#### QUOTED PASSAGE
## Start
[Bloat] The Dark Problem with AQM in the Internet?

Greg White g.white at CableLabs.com
Mon Aug 25 13:13:51 EDT 2014


As far as I know there are no deployments of AQM in DOCSIS networks yet.
So, the effect you are seeing is unlikely to be due to AQM.

As Sebastian indicated, it looks like an interaction between power boost,
a drop tail buffer and the tcp congestion window getting reset to
slow-start.

I ran a quick simulation of a simple network with power boost and basic
(bloated) drop tail buffer (no AQM) this morning in an attempt to
understand what is going on here. You didn't give me a lot to go on in the
text of your blog post, but nonetheless after playing around with
parameters a bit, I was able to get a result that was close to what you
are seeing (attached).  Let me know if you disagree.

I'm a bit concerned with the tone of your article, making AQM out to be
the bad guy here ("weapon against end users", etc.).  The folks on this
list and those who participate in the IETF AQM WG are working on AQM and
packet scheduling algorithms in an attempt to "fix the Internet".  At this
point AQM/PS is the best known solution, let's not create negative
perceptions unnecessarily.
## End
#### DATA
## Start
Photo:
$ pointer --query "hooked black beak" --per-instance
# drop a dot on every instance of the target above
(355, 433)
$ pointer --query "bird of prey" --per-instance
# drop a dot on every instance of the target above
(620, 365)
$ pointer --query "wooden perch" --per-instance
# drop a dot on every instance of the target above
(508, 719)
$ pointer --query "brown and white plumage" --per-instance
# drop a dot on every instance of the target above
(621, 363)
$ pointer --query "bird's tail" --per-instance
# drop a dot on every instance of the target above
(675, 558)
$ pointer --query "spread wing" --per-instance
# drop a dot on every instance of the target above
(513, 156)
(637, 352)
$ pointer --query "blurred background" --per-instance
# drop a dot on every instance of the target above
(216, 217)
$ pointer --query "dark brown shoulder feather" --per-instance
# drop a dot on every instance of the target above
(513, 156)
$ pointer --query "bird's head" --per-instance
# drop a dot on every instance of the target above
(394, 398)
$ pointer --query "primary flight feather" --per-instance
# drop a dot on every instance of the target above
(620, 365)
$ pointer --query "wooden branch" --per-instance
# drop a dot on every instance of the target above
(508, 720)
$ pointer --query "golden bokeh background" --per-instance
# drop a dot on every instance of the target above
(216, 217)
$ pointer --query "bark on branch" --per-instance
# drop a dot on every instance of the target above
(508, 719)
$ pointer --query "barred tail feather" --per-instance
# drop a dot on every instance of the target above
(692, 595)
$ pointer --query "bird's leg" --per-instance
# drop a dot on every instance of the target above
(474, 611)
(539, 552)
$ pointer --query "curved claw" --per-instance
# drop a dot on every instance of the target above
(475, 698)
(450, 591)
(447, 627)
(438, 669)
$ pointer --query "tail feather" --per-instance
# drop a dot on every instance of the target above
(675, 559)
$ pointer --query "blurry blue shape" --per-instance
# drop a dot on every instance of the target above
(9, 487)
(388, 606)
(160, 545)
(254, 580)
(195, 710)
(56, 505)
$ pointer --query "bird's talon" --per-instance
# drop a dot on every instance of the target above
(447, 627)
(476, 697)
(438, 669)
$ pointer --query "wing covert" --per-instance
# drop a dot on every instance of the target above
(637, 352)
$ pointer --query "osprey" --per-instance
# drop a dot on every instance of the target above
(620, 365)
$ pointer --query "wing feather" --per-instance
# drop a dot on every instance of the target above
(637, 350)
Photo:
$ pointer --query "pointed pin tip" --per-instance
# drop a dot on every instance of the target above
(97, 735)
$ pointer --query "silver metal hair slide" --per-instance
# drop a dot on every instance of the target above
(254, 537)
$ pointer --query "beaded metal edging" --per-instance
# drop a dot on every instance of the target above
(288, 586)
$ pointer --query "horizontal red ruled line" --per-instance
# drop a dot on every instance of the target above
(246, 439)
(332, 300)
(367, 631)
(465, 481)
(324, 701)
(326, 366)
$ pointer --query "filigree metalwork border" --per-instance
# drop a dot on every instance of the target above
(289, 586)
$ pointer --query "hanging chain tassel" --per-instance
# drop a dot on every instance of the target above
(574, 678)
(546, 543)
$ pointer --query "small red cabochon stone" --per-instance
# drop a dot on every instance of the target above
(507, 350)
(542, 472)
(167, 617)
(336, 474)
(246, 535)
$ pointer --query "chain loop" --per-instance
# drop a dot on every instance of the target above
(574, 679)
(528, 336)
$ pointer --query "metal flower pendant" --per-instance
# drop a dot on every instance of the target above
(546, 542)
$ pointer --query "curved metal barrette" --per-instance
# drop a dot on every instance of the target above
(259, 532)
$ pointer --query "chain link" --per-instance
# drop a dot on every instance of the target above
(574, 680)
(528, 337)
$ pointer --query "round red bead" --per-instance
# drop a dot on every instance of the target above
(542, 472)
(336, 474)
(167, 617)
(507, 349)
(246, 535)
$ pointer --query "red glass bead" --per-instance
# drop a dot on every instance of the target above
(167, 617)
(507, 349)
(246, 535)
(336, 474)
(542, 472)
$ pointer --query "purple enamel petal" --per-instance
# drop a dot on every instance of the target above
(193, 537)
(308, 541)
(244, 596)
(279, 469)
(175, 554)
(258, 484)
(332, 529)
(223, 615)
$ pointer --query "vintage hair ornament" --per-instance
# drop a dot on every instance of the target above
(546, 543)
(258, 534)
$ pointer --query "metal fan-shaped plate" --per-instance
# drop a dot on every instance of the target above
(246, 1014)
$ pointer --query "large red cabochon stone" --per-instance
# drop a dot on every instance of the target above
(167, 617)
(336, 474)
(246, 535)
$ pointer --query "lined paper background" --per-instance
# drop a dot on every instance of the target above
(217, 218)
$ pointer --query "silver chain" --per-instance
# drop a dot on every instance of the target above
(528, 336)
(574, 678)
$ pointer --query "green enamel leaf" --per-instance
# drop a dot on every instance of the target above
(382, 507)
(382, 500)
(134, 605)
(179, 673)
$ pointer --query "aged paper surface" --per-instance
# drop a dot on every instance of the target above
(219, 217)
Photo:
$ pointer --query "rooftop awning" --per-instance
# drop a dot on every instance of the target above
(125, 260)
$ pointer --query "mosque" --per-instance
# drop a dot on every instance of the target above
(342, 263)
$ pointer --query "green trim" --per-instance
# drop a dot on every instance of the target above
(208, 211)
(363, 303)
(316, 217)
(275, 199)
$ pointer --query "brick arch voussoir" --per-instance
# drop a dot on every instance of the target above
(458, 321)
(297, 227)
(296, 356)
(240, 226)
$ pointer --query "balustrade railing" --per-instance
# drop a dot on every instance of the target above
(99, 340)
## End
#### TASK REQUIREMENTS
**1)** In the mailing-list message on AQM, which three factors does the writer say appear to be interacting to produce the effect being seen?
**2)** Continue the mailing-list message on AQM from its last sentence.

#### ANSWERS TO EACH TASK
**1)** Power boost, a drop tail buffer, and the TCP congestion window getting reset to slow-start.

**2)**
-Greg

On 8/23/14, 2:01 PM, "Sebastian Moeller" <moeller0 at gmx.de> wrote:

>Hi Jerry,
>
>On Aug 23, 2014, at 20:16 , Jerry Jongerius <jerryj at duckware.com> wrote:
>
>> Request for comments on: www.duckware.com/darkaqm
>> 
>> The bottom line: How do you know which AQM device in a network
>>intentionally
>> drops a packet, without cooperation from AQM?
>> 
>> Or is this in AQM somewhere and I just missed it?
>
>
>I am sure you will get more expert responses later, but let me try to
>comment.
>
>Paragraph 1:
>
>I think you hit the nail on the head with your observation:
>
>The average user can not figure out what AQM device intentionally dropped
>packets
>
>Only, I might add, this does not depend on AQM, the user can not figure
>out where packets where dropped in the case that not all involved network
>hops are under said user¹s control ;) So move on, nothing to see here ;)
>
>Paragraph 2:
>
>There is no guarantee that any network equipment responds to ICMP
>requests at all (for example my DSLAM does not). What about pinging a
>host further away and look at that hosts RTT development over time?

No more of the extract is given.